### Supplied material
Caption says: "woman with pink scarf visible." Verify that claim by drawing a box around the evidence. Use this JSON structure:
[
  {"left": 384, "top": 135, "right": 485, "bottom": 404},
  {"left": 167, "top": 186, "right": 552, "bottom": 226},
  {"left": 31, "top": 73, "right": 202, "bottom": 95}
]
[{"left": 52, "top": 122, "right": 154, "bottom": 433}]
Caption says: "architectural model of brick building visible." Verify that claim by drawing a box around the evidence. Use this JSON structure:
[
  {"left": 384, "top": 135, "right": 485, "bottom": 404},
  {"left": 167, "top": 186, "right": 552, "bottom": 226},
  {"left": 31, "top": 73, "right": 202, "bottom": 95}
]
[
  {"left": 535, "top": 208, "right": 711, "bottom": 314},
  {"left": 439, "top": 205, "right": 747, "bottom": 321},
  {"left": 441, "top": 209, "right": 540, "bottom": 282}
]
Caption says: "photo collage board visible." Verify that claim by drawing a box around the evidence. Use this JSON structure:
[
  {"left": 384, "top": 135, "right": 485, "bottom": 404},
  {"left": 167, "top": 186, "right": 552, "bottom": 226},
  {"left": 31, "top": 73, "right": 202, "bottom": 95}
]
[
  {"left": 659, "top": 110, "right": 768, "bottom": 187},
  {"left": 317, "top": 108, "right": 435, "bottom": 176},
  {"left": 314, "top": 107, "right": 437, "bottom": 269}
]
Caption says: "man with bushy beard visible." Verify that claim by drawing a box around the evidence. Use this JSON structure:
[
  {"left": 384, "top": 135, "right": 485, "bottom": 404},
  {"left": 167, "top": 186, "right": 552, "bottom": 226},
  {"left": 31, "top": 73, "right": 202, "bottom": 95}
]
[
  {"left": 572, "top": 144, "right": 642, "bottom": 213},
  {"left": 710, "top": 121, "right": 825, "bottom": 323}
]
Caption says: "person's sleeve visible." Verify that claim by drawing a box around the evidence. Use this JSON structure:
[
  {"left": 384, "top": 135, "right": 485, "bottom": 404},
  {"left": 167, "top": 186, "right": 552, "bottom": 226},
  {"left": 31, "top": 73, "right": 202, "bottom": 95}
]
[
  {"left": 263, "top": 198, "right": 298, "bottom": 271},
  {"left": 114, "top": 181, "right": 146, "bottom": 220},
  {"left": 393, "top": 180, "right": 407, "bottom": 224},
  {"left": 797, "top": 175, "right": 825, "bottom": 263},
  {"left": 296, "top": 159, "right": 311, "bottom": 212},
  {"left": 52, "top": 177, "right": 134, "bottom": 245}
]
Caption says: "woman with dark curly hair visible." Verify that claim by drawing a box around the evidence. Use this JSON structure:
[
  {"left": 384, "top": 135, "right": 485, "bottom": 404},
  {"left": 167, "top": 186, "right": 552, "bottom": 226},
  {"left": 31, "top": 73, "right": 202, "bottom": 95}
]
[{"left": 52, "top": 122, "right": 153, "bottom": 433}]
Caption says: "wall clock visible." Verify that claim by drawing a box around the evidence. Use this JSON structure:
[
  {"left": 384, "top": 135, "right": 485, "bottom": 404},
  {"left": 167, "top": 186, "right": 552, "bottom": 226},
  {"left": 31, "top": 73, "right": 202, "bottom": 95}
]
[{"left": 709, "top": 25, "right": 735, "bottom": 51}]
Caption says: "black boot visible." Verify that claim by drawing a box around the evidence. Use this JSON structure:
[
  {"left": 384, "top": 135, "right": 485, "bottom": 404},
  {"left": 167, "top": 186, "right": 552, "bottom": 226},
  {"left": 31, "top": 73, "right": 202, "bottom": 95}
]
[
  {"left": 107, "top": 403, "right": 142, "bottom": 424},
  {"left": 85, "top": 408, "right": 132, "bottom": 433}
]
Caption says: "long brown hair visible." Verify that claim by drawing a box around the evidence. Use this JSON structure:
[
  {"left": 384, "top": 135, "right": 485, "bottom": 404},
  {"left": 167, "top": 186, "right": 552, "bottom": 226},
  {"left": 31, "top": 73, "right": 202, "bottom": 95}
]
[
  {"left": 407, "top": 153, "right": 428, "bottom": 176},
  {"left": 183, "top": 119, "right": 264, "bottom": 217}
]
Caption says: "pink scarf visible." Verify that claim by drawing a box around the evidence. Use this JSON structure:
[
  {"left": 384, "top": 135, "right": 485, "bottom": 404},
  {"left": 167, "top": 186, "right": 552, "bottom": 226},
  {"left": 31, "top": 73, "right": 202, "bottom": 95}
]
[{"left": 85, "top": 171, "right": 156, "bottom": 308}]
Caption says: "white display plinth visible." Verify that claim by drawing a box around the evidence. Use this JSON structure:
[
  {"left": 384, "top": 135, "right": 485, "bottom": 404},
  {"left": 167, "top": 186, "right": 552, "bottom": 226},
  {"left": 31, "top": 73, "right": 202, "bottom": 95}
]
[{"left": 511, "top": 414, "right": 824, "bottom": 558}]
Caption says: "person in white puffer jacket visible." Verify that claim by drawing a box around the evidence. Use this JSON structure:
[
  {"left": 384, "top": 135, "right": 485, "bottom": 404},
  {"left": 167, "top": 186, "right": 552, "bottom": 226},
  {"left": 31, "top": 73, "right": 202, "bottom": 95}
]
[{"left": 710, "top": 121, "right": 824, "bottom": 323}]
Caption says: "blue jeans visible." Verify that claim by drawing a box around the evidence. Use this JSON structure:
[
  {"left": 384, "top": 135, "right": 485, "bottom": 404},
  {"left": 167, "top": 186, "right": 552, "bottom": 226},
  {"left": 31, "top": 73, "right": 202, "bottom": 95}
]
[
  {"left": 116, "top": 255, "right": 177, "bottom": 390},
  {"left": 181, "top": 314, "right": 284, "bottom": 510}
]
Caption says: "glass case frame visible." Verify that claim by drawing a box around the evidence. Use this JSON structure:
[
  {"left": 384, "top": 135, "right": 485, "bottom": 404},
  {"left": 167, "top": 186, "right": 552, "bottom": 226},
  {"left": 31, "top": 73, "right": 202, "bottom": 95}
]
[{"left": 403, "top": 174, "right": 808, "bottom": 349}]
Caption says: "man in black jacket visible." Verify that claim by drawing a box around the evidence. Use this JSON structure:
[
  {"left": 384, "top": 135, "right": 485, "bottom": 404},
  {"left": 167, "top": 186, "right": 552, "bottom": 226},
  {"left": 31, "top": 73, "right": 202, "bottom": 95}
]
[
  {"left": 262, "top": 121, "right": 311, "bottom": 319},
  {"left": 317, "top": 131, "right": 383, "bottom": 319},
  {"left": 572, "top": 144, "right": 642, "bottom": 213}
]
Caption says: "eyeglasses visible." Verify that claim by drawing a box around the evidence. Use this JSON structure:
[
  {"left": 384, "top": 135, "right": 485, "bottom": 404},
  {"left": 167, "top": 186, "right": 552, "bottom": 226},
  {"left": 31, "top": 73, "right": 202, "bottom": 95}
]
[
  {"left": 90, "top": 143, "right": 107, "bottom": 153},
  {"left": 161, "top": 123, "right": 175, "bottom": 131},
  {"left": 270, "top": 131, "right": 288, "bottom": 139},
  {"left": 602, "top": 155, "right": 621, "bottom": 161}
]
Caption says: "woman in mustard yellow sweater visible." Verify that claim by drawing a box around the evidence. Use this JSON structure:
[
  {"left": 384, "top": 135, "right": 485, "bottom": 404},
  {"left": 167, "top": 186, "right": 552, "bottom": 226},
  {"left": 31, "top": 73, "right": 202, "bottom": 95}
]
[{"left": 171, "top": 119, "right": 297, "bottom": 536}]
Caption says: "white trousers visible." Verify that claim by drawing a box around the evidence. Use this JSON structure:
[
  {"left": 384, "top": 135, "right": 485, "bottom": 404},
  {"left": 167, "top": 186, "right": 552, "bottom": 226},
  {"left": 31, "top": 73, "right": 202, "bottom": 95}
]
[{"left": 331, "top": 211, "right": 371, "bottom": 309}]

### Directions
Note down each line above where the word "woman" occurs.

### Written response
Caption says: "woman with pink scarf visible." Verify that claim by drawing a box around the evidence. Use this JSON structure:
Caption says: "woman with dark curly hair visible." Verify that claim by drawing a box around the evidence. Use this JSON structure:
Caption says: "woman in mustard yellow sweater visible." Verify that claim by drawing a box around the evidence. Use this JSON structure:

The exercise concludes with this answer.